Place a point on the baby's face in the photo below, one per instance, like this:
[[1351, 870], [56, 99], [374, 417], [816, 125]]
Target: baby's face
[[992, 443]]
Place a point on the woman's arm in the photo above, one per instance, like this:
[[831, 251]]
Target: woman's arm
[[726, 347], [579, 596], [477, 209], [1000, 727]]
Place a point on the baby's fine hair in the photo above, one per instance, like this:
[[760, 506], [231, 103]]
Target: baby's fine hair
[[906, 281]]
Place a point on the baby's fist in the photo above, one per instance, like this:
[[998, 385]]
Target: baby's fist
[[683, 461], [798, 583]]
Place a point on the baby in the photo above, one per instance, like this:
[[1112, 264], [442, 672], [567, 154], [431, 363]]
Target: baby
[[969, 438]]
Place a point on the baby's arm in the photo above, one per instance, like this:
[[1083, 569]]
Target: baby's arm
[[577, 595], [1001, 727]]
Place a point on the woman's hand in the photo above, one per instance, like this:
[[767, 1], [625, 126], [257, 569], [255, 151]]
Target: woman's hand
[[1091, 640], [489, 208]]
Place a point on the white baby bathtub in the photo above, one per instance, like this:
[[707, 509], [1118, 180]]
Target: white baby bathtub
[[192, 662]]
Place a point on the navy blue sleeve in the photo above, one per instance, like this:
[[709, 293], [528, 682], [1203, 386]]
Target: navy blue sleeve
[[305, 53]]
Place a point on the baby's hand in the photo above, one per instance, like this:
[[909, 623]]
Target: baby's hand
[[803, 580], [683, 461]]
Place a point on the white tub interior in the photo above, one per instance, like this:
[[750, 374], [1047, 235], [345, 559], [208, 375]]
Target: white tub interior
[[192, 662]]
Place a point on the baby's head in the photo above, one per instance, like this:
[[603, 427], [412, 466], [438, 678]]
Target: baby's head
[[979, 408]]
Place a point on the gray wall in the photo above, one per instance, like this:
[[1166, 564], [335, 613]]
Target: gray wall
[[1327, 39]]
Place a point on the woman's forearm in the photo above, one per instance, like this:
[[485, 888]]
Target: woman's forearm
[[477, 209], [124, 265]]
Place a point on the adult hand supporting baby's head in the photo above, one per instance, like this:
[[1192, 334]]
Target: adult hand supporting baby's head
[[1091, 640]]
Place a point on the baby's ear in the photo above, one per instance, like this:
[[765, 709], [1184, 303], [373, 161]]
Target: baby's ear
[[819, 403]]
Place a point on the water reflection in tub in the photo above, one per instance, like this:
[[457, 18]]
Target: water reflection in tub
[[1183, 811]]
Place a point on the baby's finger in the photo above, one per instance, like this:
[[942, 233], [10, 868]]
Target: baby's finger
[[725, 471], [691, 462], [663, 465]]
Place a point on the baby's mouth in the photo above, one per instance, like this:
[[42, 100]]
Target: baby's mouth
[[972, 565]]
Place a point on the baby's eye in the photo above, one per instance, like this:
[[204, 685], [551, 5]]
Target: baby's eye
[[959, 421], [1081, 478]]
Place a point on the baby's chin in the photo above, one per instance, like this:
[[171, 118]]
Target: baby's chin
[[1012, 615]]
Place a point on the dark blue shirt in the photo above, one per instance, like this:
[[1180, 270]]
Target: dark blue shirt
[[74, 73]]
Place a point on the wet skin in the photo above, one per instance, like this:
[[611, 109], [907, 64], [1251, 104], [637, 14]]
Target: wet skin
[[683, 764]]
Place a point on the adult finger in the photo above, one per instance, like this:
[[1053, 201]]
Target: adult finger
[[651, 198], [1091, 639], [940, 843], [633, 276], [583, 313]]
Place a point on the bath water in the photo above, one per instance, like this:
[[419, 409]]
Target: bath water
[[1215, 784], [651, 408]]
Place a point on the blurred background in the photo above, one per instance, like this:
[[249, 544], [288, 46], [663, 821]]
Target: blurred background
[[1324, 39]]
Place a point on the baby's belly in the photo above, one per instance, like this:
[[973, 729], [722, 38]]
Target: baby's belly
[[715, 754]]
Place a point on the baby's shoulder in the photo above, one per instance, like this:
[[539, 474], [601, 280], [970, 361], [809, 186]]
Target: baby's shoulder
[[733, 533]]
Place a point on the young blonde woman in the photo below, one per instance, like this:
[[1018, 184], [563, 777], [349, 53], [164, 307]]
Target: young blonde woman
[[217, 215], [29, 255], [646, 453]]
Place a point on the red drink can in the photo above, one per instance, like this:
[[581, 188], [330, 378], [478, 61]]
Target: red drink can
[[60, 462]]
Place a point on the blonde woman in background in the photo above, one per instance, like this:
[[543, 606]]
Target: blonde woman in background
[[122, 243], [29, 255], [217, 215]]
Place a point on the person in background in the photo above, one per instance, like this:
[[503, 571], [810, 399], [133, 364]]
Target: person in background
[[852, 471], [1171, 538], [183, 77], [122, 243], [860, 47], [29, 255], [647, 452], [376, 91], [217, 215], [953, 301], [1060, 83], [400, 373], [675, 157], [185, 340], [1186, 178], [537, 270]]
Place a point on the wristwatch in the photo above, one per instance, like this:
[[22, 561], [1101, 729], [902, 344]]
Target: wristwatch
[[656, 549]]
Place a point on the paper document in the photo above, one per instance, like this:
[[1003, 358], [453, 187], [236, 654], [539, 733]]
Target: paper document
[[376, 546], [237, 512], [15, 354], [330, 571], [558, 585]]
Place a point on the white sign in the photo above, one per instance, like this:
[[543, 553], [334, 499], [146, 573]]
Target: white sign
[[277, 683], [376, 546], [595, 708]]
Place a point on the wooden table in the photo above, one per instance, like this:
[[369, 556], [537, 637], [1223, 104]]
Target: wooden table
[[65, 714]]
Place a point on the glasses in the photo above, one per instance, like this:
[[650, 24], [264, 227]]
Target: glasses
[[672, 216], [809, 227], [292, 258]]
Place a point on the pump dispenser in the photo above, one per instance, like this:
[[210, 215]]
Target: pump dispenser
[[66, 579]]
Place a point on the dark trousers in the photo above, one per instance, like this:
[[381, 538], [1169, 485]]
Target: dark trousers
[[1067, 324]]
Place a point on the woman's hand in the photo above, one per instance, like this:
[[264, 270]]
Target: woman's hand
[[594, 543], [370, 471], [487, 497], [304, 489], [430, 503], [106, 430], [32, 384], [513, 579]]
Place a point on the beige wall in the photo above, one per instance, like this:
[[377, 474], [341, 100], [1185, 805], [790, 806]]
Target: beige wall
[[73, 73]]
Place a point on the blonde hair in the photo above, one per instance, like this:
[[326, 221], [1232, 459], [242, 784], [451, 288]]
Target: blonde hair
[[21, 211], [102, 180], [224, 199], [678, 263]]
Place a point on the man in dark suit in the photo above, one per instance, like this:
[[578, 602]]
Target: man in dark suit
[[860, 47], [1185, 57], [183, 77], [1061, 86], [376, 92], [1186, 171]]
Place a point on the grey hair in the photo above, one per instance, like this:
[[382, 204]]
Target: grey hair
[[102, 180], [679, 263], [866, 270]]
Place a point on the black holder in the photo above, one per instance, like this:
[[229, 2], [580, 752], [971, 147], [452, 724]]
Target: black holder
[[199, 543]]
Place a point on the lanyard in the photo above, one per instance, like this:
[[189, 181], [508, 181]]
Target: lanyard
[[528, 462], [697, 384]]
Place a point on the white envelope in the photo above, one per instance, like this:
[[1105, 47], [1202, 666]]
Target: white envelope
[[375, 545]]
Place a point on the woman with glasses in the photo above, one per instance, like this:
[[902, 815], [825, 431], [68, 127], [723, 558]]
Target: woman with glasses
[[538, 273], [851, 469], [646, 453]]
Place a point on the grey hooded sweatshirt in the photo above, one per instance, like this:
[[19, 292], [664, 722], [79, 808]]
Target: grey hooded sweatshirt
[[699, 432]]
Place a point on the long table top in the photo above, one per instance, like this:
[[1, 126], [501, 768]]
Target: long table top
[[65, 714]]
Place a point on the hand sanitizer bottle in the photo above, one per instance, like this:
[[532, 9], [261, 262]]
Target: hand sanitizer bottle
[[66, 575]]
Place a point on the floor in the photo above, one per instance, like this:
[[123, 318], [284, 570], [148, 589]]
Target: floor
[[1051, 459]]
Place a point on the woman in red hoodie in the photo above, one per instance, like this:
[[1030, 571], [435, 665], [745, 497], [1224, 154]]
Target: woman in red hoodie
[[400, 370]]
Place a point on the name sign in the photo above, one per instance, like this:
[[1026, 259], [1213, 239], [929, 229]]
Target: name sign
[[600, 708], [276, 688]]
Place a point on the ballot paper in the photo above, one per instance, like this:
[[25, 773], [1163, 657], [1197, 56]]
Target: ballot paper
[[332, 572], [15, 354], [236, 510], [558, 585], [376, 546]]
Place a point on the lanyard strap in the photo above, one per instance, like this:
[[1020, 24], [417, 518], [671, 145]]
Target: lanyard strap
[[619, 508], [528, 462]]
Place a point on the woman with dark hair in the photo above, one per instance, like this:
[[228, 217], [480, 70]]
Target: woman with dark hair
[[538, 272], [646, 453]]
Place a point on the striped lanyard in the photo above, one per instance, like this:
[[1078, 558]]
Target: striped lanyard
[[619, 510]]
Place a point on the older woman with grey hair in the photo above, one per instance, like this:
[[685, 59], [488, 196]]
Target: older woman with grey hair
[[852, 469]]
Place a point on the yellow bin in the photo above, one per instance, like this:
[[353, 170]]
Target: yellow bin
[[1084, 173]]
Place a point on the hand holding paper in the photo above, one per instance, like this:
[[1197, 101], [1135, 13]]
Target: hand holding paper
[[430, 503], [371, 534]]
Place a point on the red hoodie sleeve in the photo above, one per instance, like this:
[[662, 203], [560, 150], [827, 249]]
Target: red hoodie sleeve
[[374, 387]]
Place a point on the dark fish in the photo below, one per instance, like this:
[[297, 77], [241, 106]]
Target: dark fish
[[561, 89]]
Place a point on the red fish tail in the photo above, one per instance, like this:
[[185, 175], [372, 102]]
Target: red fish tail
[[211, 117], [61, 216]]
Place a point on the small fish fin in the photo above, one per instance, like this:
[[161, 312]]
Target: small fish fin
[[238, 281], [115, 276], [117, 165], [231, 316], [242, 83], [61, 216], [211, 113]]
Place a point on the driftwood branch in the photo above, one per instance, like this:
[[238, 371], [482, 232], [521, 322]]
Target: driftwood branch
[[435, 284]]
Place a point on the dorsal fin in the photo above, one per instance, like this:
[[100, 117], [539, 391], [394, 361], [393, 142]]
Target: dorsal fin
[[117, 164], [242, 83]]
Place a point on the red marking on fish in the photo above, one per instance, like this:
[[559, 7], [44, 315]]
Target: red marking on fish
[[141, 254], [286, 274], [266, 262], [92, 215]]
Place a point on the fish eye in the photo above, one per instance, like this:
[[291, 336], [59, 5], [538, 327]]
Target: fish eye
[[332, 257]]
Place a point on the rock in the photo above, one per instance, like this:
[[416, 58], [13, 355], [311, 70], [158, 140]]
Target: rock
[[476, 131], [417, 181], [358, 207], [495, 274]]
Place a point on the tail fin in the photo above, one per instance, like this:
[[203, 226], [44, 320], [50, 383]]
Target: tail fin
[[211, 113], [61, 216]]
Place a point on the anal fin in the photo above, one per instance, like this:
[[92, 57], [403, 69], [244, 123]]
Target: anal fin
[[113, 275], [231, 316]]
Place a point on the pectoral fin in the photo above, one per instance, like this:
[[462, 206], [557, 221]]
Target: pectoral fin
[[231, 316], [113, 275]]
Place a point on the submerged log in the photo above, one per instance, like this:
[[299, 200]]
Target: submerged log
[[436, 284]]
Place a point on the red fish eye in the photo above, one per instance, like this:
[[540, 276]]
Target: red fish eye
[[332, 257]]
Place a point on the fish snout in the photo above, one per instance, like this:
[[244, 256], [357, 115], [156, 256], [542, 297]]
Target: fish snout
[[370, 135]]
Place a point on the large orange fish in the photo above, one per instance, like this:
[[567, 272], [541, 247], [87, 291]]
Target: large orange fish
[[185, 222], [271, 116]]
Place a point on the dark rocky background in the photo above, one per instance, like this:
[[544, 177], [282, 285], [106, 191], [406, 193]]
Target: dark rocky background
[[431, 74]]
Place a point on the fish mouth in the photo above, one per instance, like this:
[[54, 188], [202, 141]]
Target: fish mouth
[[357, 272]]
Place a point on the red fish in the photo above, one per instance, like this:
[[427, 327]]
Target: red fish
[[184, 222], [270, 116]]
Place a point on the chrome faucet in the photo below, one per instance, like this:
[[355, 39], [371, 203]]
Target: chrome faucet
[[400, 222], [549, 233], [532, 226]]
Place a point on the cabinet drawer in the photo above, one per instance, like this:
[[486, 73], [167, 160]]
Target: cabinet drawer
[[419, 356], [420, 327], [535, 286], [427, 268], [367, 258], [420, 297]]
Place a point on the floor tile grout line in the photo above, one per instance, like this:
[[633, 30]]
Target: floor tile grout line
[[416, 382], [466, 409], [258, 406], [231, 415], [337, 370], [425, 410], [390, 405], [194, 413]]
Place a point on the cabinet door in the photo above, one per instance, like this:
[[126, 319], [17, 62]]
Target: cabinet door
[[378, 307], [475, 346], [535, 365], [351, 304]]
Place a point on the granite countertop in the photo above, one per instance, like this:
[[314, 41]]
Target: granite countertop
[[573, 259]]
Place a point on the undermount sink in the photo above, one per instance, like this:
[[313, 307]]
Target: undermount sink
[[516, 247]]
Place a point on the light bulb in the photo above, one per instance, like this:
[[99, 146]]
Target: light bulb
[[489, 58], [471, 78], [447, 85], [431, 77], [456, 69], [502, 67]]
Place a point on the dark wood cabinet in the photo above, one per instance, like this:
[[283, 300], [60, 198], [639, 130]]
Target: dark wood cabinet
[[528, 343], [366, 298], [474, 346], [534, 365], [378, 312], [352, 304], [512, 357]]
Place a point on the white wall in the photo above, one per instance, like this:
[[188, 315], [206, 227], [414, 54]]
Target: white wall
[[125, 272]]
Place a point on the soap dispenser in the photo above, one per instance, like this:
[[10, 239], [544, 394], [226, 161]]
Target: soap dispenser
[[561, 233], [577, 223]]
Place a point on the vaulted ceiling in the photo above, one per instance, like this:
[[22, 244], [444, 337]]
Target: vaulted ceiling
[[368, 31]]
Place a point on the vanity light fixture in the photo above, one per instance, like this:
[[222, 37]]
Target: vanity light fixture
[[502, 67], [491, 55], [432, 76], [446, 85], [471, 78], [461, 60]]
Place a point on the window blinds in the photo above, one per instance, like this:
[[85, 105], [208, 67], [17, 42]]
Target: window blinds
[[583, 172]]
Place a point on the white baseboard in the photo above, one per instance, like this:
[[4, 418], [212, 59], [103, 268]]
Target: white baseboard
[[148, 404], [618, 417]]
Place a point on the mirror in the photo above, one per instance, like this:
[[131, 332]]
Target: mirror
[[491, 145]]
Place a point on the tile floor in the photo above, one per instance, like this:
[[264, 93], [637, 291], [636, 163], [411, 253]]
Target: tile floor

WORK TO BE COMPLETED =>
Read the listing. Copy each line that has the word "below" in it.

ANSWER TO THE EXERCISE =>
Place a point on the baby's face in the photo below, one per instance, like this:
Place a point on the young blonde woman in the photo below, one per instance, like this:
Place a point on the dark fish in the photo below, one per instance, like this:
Place a point on the chrome faucet in the photo below, one per instance, like this:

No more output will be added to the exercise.